_TASK SET_.
(1) Summarize the passage on Brock Lesnar's failed drug test in two sentences.
(2) In the passage on Brock Lesnar's failed drug test, rewrite the part starting at "Lesnar tested positive" and ending at "PED test failure.", substituting "ban" for "suspension".

_GIVEN PASSAGE_.
---+---

Fighters who leave the UFC and return are ordinarily subjected to a four-month waiting period during which they are tested for PEDs. However, before his fight with Mark Hunt at UFC 200, former UFC heavyweight champion Brock Lesnar was controversially grandfathered in, because he left the UFC before the advent of USADA.
Mark Hunt warned loudly that Lesnar was taking performance enhancing drugs, and then Lesnar failed a doping test. However, the results came back after the fight which Lesnar took a Unanimous Decision in. Hunt was justifiably enraged.
Lesnar tested positive for the estrogen blockers clomiphene and hydroxy-clomiphene. They are not notably performance-enhancing on their own, but would typically be taken at the end of a cycle to restore normal functioning.
USADA categorizes clomiphene and its metabolites as specified substances due to the greater likelihood of a credible non-doping explanation for a test failure. Thus Lesnar was in all likelihood looking at a one-year suspension, rather than the standard two-year suspension for a first-time PED test failure.

---+---

_RAW DATA_.

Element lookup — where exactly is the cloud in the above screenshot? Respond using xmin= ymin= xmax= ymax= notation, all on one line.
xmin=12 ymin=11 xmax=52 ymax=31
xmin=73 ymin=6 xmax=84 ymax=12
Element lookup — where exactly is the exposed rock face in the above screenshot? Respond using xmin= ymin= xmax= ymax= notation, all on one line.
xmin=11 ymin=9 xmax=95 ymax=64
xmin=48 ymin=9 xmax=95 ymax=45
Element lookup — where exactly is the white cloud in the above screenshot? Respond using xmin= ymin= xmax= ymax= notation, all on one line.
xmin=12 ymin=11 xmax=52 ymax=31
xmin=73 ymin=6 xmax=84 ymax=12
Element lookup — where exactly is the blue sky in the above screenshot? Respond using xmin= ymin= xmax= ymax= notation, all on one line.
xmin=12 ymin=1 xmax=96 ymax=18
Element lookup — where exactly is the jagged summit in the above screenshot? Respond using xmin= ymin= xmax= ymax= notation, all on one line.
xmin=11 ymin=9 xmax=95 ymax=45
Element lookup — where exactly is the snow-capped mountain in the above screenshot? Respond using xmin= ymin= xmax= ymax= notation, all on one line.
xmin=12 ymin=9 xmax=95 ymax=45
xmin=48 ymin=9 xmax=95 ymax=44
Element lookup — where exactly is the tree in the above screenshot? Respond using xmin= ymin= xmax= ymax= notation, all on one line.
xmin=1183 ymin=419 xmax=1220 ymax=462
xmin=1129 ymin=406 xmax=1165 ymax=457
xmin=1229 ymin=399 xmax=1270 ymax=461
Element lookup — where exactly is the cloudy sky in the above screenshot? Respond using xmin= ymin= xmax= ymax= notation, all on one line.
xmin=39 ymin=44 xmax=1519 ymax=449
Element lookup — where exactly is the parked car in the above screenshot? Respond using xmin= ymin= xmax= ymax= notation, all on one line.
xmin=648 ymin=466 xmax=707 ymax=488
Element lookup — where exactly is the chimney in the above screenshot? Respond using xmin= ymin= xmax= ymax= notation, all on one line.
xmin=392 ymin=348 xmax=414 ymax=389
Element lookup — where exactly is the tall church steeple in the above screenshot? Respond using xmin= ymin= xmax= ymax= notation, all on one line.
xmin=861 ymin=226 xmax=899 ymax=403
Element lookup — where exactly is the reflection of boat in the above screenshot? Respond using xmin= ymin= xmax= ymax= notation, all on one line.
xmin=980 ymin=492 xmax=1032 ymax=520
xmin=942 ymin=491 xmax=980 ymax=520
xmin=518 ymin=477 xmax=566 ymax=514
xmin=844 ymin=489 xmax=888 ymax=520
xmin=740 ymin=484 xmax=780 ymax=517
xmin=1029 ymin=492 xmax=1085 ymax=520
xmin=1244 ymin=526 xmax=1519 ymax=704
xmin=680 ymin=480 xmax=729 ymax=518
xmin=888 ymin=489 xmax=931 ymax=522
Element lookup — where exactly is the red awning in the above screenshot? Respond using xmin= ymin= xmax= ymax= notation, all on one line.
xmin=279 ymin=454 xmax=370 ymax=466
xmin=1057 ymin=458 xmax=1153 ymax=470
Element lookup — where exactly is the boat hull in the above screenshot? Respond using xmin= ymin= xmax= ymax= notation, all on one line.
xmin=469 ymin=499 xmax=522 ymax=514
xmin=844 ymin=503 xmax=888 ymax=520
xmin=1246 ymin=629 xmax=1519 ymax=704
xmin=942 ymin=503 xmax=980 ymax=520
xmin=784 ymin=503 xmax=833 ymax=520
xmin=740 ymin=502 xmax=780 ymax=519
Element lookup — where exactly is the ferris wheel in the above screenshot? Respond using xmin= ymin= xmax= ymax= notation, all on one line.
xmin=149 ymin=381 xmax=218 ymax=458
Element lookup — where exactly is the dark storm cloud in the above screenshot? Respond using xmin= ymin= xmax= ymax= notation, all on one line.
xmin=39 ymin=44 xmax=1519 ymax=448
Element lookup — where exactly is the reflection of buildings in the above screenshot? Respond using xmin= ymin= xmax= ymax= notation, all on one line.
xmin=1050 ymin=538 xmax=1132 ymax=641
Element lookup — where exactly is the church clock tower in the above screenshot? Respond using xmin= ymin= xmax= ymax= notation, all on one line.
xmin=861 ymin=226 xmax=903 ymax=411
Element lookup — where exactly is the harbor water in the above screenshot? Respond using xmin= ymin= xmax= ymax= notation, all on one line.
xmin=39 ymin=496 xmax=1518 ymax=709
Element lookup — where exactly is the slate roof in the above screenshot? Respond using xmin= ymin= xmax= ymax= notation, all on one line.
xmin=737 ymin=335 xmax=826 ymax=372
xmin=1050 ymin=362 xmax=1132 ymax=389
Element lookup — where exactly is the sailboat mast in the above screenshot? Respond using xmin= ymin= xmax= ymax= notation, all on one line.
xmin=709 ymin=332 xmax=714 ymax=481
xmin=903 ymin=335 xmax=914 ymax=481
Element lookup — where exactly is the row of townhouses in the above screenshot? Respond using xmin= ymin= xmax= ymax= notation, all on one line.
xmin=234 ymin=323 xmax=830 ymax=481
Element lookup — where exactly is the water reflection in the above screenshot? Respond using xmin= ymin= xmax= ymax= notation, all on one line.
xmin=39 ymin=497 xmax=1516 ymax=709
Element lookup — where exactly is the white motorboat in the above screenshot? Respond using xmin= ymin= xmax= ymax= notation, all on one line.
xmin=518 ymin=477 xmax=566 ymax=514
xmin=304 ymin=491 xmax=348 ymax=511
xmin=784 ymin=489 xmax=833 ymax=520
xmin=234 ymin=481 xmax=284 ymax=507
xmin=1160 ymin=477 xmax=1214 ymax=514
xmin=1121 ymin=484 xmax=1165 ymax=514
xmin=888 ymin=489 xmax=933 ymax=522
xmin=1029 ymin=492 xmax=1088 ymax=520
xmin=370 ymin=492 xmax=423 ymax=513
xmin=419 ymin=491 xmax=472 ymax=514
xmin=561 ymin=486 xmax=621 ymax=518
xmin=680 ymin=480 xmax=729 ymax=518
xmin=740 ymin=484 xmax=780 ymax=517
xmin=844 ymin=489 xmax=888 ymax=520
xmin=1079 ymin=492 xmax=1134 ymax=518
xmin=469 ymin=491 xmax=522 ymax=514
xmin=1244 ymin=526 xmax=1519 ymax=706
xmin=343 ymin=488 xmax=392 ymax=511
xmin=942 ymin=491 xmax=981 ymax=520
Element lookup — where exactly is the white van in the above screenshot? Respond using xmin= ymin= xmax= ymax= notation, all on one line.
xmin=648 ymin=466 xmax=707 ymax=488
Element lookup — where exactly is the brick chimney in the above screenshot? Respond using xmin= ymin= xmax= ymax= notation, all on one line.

---+---

_SOLUTION LIST_.
(1) Brock Lesnar was exempted from the usual four-month testing period for returning UFC fighters before facing Mark Hunt at UFC 200, because he had left the UFC before USADA existed. Despite Hunt's warnings, Lesnar won by unanimous decision and then tested positive for the estrogen blockers clomiphene and hydroxy-clomiphene, which USADA treats as specified substances, so he likely faced a one-year suspension rather than the standard two years.

(2)
Lesnar tested positive for the estrogen blockers clomiphene and hydroxy-clomiphene. They are not notably performance-enhancing on their own, but would typically be taken at the end of a cycle to restore normal functioning.
USADA categorizes clomiphene and its metabolites as specified substances due to the greater likelihood of a credible non-doping explanation for a test failure. Thus Lesnar was in all likelihood looking at a one-year ban, rather than the standard two-year ban for a first-time PED test failure.